Problem requirements
Lay out these lines as a Markdown table with two columns, Row and Line, numbering each line in order and leaving out any blank ones. Include every line.

++++ Data extract ++++

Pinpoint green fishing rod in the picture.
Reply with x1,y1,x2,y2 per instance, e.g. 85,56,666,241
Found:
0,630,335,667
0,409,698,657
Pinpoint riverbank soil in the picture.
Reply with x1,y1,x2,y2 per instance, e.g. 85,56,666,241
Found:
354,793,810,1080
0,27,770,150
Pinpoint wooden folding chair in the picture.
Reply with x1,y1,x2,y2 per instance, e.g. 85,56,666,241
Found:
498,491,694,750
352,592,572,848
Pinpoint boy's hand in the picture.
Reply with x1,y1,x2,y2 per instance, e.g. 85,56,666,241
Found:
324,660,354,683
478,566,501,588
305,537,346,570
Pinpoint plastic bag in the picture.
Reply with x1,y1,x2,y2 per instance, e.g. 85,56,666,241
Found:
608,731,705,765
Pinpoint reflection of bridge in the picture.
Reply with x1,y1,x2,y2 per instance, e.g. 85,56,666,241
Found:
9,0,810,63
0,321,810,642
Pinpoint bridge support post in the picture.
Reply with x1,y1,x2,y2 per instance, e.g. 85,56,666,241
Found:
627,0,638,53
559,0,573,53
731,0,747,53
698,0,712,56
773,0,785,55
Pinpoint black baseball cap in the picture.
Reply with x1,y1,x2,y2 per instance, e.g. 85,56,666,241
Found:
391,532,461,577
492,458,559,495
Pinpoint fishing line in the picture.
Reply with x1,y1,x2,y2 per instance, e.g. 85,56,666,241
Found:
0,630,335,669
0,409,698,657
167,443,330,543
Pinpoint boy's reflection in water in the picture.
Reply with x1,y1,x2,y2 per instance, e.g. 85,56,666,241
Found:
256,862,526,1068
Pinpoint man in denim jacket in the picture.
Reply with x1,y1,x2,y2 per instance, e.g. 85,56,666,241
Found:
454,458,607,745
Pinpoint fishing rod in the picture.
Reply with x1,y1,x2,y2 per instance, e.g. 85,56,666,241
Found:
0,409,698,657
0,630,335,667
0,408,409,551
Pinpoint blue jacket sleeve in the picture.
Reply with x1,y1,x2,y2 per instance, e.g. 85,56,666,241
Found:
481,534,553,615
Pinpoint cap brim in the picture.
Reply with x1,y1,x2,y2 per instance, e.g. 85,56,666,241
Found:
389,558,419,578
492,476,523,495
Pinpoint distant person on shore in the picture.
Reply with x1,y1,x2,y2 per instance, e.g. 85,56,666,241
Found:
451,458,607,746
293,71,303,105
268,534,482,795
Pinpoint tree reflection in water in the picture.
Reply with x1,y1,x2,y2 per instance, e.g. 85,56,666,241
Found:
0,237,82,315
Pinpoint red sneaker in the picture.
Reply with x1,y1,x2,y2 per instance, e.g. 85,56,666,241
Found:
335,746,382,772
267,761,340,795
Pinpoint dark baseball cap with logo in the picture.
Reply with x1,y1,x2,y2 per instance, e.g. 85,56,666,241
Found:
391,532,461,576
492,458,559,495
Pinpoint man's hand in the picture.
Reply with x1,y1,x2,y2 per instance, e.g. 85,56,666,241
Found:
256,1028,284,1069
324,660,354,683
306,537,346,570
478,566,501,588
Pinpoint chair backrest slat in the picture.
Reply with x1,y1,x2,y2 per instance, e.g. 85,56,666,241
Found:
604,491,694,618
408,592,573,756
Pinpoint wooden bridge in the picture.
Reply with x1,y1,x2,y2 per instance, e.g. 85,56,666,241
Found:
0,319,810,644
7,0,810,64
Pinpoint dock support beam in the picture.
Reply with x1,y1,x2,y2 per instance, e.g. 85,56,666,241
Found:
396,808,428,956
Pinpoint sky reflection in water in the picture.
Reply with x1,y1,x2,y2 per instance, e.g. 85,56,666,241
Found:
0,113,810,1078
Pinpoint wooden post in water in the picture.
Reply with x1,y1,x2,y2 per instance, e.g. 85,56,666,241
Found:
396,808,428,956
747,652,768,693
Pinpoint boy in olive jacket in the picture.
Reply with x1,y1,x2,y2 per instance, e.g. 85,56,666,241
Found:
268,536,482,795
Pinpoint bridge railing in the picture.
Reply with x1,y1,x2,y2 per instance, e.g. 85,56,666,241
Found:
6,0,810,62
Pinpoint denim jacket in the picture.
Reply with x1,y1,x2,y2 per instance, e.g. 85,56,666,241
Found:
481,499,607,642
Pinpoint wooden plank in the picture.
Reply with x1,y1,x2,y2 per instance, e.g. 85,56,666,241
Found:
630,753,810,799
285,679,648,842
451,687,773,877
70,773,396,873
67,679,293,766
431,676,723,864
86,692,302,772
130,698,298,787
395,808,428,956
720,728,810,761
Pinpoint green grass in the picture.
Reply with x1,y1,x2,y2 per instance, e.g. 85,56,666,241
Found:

++++

Task answer
| Row | Line |
|---|---|
| 1 | Pinpoint green fishing rod in the picture. |
| 2 | Reply with x1,y1,x2,y2 per instance, e.g. 85,56,666,241 |
| 3 | Found: |
| 4 | 0,630,335,667 |
| 5 | 0,409,698,657 |
| 6 | Pinpoint riverbank soil in the picture. |
| 7 | Reply with x1,y1,x2,y2 per instance, e.g. 85,56,666,241 |
| 8 | Found: |
| 9 | 354,793,810,1080 |
| 10 | 0,27,770,150 |
| 11 | Pinpoint wooden folding chair in the picture. |
| 12 | Reply with x1,y1,x2,y2 per instance, e.g. 85,56,666,241 |
| 13 | Found: |
| 14 | 498,491,694,750 |
| 15 | 352,592,572,848 |
| 16 | Pinpoint boy's hand in the picture. |
| 17 | Reply with x1,y1,x2,y2 per instance, e.g. 85,56,666,241 |
| 18 | Found: |
| 19 | 324,660,354,683 |
| 20 | 478,566,501,588 |
| 21 | 305,537,346,570 |
| 22 | Pinpoint plastic bag in the picture. |
| 23 | Reply with x1,y1,x2,y2 per instance, e.g. 85,56,666,241 |
| 24 | Found: |
| 25 | 608,731,705,765 |
| 26 | Pinpoint reflection of bridge in the picture. |
| 27 | Reply with x1,y1,x2,y2 per instance, e.g. 85,56,666,241 |
| 28 | Found: |
| 29 | 9,0,810,63 |
| 30 | 0,321,810,642 |
| 31 | Pinpoint bridge support post in the picture. |
| 32 | Reply with x1,y1,x2,y2 per instance, e.g. 85,56,666,241 |
| 33 | Found: |
| 34 | 627,0,638,53 |
| 35 | 559,0,573,53 |
| 36 | 731,0,747,53 |
| 37 | 698,0,712,56 |
| 38 | 773,0,785,55 |
| 39 | Pinpoint black baseball cap in the picture. |
| 40 | Reply with x1,y1,x2,y2 per instance, e.g. 85,56,666,241 |
| 41 | Found: |
| 42 | 391,532,461,577 |
| 43 | 492,458,559,495 |
| 44 | Pinpoint fishing line in the picture. |
| 45 | Reply with x1,y1,x2,y2 per instance, e.g. 85,56,666,241 |
| 46 | Found: |
| 47 | 0,630,335,669 |
| 48 | 0,409,698,657 |
| 49 | 167,443,330,543 |
| 50 | Pinpoint boy's reflection in water in the picture. |
| 51 | Reply with x1,y1,x2,y2 per instance, e.g. 85,56,666,241 |
| 52 | Found: |
| 53 | 256,862,526,1068 |
| 54 | Pinpoint man in denim jacket in the picture. |
| 55 | Reply with x1,y1,x2,y2 per instance, e.g. 85,56,666,241 |
| 56 | Found: |
| 57 | 454,458,607,745 |
| 58 | Pinpoint fishing rod in the picture. |
| 59 | Reply with x1,y1,x2,y2 per instance, e.g. 85,56,666,241 |
| 60 | Found: |
| 61 | 0,409,698,657 |
| 62 | 0,630,335,667 |
| 63 | 0,408,409,551 |
| 64 | Pinpoint blue jacket sleeve in the picture. |
| 65 | Reply with x1,y1,x2,y2 per instance, e.g. 85,56,666,241 |
| 66 | Found: |
| 67 | 481,534,553,615 |
| 68 | Pinpoint cap brim in the picture. |
| 69 | Reply with x1,y1,x2,y2 per instance, e.g. 85,56,666,241 |
| 70 | Found: |
| 71 | 389,558,419,578 |
| 72 | 492,476,523,495 |
| 73 | Pinpoint distant person on shore in the picture. |
| 74 | Reply with x1,y1,x2,y2 per instance, e.g. 85,56,666,241 |
| 75 | Found: |
| 76 | 451,458,607,746 |
| 77 | 293,71,303,105 |
| 78 | 268,534,482,795 |
| 79 | Pinpoint tree reflection in water in the picture. |
| 80 | Reply with x1,y1,x2,y2 per instance, e.g. 85,56,666,241 |
| 81 | Found: |
| 82 | 0,237,82,315 |
| 83 | Pinpoint red sneaker in the picture. |
| 84 | Reply with x1,y1,x2,y2 per instance, e.g. 85,56,666,241 |
| 85 | Found: |
| 86 | 335,746,382,772 |
| 87 | 267,761,340,795 |
| 88 | Pinpoint dark baseball cap with logo in the picture. |
| 89 | Reply with x1,y1,x2,y2 per instance, e.g. 85,56,666,241 |
| 90 | Found: |
| 91 | 391,532,461,576 |
| 92 | 492,458,559,495 |
| 93 | Pinpoint man's hand in the picture. |
| 94 | Reply with x1,y1,x2,y2 per instance, e.g. 85,56,666,241 |
| 95 | Found: |
| 96 | 256,1028,284,1069 |
| 97 | 324,660,354,683 |
| 98 | 306,537,346,570 |
| 99 | 478,566,501,588 |
| 100 | Pinpoint chair backrest slat in the picture. |
| 101 | Reply with x1,y1,x2,y2 per instance, e.g. 85,56,666,241 |
| 102 | Found: |
| 103 | 604,491,694,618 |
| 104 | 408,592,573,756 |
| 105 | Pinpoint wooden bridge in the picture. |
| 106 | Reply with x1,y1,x2,y2 per instance, e.g. 85,56,666,241 |
| 107 | Found: |
| 108 | 0,319,810,644 |
| 109 | 7,0,810,64 |
| 110 | Pinpoint dock support beam in the picture. |
| 111 | Reply with x1,y1,x2,y2 per instance, e.g. 85,56,666,241 |
| 112 | Found: |
| 113 | 396,808,428,956 |
| 114 | Pinpoint sky reflection in water in the picture. |
| 115 | Reply with x1,y1,x2,y2 per instance, e.g. 85,56,666,241 |
| 116 | Found: |
| 117 | 0,113,810,1078 |
| 118 | Pinpoint wooden post in water in the picture. |
| 119 | Reply with x1,y1,x2,y2 per instance, e.g. 85,56,666,241 |
| 120 | Found: |
| 121 | 396,808,428,956 |
| 122 | 747,652,768,693 |
| 123 | Pinpoint boy in olive jacket in the picture. |
| 124 | Reply with x1,y1,x2,y2 per instance, e.g. 85,56,666,241 |
| 125 | Found: |
| 126 | 268,536,482,795 |
| 127 | Pinpoint bridge railing in the picture. |
| 128 | Reply with x1,y1,x2,y2 per instance, e.g. 85,56,666,241 |
| 129 | Found: |
| 130 | 6,0,810,62 |
| 131 | Pinpoint denim jacket in the picture. |
| 132 | Reply with x1,y1,x2,y2 per instance, e.g. 85,56,666,241 |
| 133 | Found: |
| 134 | 481,499,607,642 |
| 135 | Pinpoint wooden plank in the picture. |
| 136 | Reply with x1,y1,x2,y2 per instance, e.g. 85,56,666,241 |
| 137 | Found: |
| 138 | 630,753,810,799 |
| 139 | 285,679,648,842 |
| 140 | 451,687,773,877 |
| 141 | 70,773,396,873 |
| 142 | 67,679,293,766 |
| 143 | 431,676,723,864 |
| 144 | 86,692,302,772 |
| 145 | 130,698,298,787 |
| 146 | 395,808,428,956 |
| 147 | 720,728,810,761 |
| 148 | Pinpoint green grass in the picture. |
| 149 | Reply with x1,y1,x2,y2 per instance, e.g. 85,56,666,241 |
| 150 | Found: |